= Passage given =
* * * * * * * * *
New storage backend model #1214

jrosdahl · 2022-11-07T18:18:45Z

Background

Ccache currently has file, HTTP and Redis remote storage backends. The file and HTTP backends do not depend on any external libraries. The Redis backend depends on the small and ubiquitous Hiredis library. The remote storage backends are part of the ccache source tree and are compiled and linked statically with the ccache executable.

It would be very nice to support more protocols, like HTTPS (#890, #894), Redis over TLS (#902), Azure Blob Storage (#1152), AWS S3 (#1201), Google Cloud Storage (in case the HTTP/HTTPS backend does not suffice) and other cloud services and custom backends.

My approach has been to start out with only bundling backends that have no external dependencies, or only external dependencies that are ubiquitous and small enough. One reason for this is that I want to keep the startup of the ccache executable fast. For instance, linking with libcurl makes the startup a factor 4 slower on my system. Another aspect is that I would prefer not to have to maintain code that I can't easily test myself, such as backends for various cloud services. It would be much better if the people who are interested in a backend are the ones who maintain the code. (It's currently only me who is maintaining ccache and my spare time is not exactly abundant.) And a third aspect is one of distribution: I would like to be able to distribute a ccache package (for instance as part of a Linux distribution) that does not depend on libraries that are not needed for the basic use case (i.e., not using remote storage) and then have support for different remote storage backends in optional add-on packages. This is partly why I have been reluctant to add optional (at compile time) HTTPS support since I want a solution that does not depend on compile-time choices.

Another problem with the current backend framework is that ccache can't keep connections alive and thus not reuse sessions that are costly to set up.

Proposal

As mentioned in #894 (reply in thread), I propose that we make ccache automatically start a long-lived protocol-specific helper process (if not already started) and communicate with it over a Unix socket.

Here is a rough design sketch of how it could work, taking HTTPS as an example protocol:

Say that ccache has been configured with remote_storage = https://user:[email protected]/path|param=value.
Ccache connects to a Unix socket named something like ${CACHE_TEMPDIR}/backend-<name>.sock where <name> is a unique hash of the URL and applicable parameters.
- This makes it easy to handle configuration changes: a new helper process will be started for the new configuration and the old helper process will terminate itself after a while.
If the connection is refused or the socket doesn't exist:
1. Ccache looks for an executable called ccache-backend-https in some (configurable) libexec location. Maybe also check in $PATH?
2. Ccache starts ccache-backend-https as a background (daemon) process and passes the socket path, the URL and other configuration as environment variables.
3. The helper process creates the socket and starts accepting connections to it.
* * * * * * * * *
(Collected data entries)
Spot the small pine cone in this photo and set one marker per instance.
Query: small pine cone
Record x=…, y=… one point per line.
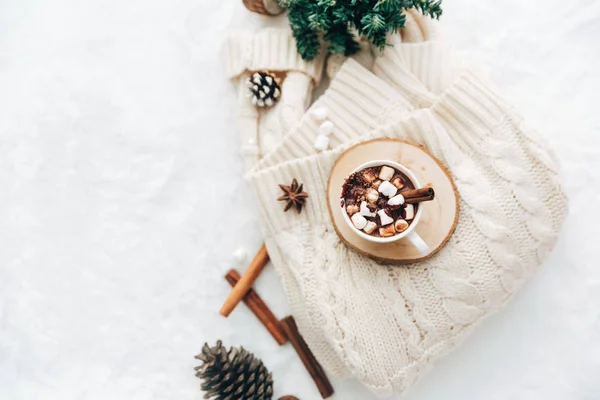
x=264, y=88
x=265, y=7
x=233, y=374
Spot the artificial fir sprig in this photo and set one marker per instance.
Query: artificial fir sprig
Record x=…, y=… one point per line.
x=338, y=22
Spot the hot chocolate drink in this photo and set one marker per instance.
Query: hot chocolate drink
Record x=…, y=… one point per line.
x=373, y=199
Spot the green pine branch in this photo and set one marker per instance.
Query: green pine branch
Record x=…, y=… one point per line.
x=339, y=23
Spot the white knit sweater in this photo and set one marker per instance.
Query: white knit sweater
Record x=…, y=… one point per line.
x=385, y=325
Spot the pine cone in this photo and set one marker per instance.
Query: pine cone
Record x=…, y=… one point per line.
x=264, y=88
x=233, y=375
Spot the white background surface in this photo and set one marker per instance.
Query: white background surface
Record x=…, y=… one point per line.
x=122, y=202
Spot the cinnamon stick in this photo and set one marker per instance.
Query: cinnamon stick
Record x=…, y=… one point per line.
x=308, y=359
x=246, y=281
x=418, y=195
x=259, y=308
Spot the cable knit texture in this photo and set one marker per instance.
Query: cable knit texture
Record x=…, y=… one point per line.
x=352, y=310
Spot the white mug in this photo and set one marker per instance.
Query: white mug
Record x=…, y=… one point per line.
x=409, y=233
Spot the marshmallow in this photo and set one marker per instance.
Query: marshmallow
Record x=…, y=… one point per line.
x=319, y=113
x=387, y=231
x=410, y=211
x=386, y=173
x=400, y=225
x=372, y=195
x=387, y=189
x=352, y=209
x=322, y=143
x=370, y=228
x=398, y=182
x=364, y=210
x=384, y=218
x=359, y=221
x=326, y=128
x=396, y=200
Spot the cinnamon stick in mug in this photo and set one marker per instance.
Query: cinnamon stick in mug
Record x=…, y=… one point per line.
x=418, y=195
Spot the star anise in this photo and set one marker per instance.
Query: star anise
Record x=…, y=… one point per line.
x=294, y=196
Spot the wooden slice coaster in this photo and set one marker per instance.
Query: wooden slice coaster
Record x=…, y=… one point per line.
x=439, y=218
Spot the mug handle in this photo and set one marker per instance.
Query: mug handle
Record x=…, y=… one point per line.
x=416, y=240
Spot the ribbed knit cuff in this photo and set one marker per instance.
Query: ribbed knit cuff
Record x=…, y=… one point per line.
x=355, y=101
x=470, y=109
x=268, y=49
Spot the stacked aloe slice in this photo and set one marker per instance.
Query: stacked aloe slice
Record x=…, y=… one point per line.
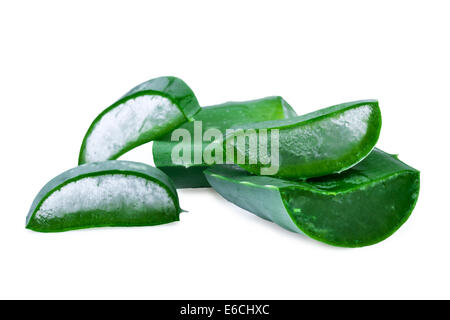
x=317, y=174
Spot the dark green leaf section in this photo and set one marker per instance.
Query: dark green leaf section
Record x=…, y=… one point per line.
x=120, y=215
x=320, y=143
x=172, y=88
x=221, y=117
x=359, y=207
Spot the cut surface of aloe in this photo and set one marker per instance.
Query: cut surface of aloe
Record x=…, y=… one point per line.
x=359, y=207
x=100, y=194
x=323, y=142
x=145, y=113
x=221, y=117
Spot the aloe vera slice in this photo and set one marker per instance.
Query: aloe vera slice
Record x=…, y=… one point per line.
x=323, y=142
x=221, y=117
x=100, y=194
x=358, y=207
x=145, y=113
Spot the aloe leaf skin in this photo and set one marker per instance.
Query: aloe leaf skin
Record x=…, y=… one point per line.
x=320, y=143
x=145, y=113
x=221, y=117
x=102, y=194
x=358, y=207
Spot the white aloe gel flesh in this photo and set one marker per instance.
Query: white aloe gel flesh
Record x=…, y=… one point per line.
x=107, y=193
x=125, y=124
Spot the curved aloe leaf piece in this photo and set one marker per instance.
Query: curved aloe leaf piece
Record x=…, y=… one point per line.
x=221, y=117
x=100, y=194
x=358, y=207
x=145, y=113
x=327, y=141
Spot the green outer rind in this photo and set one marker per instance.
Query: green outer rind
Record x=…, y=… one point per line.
x=172, y=88
x=236, y=112
x=102, y=168
x=275, y=187
x=329, y=166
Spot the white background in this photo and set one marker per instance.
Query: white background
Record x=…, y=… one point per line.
x=61, y=64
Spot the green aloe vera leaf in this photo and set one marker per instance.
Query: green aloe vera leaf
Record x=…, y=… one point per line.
x=145, y=113
x=358, y=207
x=101, y=194
x=323, y=142
x=221, y=117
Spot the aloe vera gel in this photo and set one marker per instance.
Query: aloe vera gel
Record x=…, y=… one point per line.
x=317, y=174
x=110, y=193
* * * * * * * * *
= The problem =
Reproduce the stretch of the ccache backend proposal from "Ccache connects to" through "check in $PATH?".

= Result of this task =
Ccache connects to a Unix socket named something like ${CACHE_TEMPDIR}/backend-<name>.sock where <name> is a unique hash of the URL and applicable parameters.
- This makes it easy to handle configuration changes: a new helper process will be started for the new configuration and the old helper process will terminate itself after a while.
If the connection is refused or the socket doesn't exist:
1. Ccache looks for an executable called ccache-backend-https in some (configurable) libexec location. Maybe also check in $PATH?